# Written problem:
Reproduce verbatim the lines of the entries below, from the line containing "Could you point out the stone pavement" through the line containing "column 368, row 166", including both of those lines.

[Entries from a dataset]
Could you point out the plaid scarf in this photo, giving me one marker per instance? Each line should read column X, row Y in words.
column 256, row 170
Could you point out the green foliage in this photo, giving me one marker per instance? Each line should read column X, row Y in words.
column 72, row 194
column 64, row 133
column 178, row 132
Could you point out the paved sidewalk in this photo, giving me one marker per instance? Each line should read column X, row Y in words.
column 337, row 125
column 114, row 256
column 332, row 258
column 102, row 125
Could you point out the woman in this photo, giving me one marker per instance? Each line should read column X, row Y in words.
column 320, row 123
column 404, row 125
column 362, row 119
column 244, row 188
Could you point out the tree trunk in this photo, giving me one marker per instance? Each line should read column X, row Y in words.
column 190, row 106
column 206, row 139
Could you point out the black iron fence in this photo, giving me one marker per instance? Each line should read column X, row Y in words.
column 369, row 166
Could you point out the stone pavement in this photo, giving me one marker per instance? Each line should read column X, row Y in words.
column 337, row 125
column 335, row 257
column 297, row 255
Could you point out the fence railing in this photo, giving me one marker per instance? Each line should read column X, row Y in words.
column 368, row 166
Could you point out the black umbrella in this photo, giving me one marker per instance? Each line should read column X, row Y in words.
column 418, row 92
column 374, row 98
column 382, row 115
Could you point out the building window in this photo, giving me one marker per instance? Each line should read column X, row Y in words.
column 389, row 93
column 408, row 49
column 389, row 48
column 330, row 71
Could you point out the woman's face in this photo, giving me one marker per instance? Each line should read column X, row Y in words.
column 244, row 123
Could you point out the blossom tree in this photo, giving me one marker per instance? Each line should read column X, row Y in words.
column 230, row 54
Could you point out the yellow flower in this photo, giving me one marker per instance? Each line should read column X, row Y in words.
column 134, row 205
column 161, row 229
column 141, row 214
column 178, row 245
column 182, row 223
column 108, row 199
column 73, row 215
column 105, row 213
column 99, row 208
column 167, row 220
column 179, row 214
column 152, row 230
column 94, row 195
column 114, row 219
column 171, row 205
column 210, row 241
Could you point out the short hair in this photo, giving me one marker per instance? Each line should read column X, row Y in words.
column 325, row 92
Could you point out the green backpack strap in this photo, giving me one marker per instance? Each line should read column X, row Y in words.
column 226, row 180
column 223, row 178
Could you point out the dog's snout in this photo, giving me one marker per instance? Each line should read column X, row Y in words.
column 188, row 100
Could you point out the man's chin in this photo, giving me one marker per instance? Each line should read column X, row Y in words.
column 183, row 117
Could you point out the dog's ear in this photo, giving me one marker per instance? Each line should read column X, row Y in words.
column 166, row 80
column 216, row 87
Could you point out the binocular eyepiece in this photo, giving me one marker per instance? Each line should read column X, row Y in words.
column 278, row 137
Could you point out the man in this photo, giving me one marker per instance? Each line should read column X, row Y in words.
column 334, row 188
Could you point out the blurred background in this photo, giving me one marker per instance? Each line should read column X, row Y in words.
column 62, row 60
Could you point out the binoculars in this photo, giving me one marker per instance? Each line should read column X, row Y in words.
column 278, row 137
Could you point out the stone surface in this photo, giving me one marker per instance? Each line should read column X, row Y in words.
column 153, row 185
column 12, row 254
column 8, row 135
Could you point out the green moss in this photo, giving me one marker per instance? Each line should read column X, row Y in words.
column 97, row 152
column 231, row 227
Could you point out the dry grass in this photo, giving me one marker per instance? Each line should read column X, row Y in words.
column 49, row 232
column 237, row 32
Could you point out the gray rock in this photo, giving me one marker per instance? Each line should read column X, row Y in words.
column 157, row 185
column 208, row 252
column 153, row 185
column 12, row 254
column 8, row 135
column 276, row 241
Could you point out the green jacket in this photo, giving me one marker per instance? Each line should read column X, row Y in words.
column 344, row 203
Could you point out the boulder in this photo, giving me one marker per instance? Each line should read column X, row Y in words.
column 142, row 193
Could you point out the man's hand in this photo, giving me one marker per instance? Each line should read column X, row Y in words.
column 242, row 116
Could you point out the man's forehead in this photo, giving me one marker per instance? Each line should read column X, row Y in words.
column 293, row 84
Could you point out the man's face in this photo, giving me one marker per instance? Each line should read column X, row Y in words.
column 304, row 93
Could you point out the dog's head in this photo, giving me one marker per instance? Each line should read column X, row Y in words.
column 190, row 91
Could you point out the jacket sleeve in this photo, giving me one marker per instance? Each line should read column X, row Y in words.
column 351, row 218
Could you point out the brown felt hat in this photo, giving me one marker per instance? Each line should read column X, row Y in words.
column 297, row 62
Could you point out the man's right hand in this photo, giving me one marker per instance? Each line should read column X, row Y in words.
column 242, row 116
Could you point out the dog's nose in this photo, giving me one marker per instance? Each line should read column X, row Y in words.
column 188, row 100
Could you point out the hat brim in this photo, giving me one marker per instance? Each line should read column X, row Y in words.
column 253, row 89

# The reply:
Could you point out the stone pavement in this photo, giving me one marker per instance? Each line should read column X, row Y in words.
column 337, row 125
column 335, row 257
column 297, row 255
Could you point out the fence railing in this photo, giving me one marker per instance? Each line should read column X, row Y in words.
column 368, row 166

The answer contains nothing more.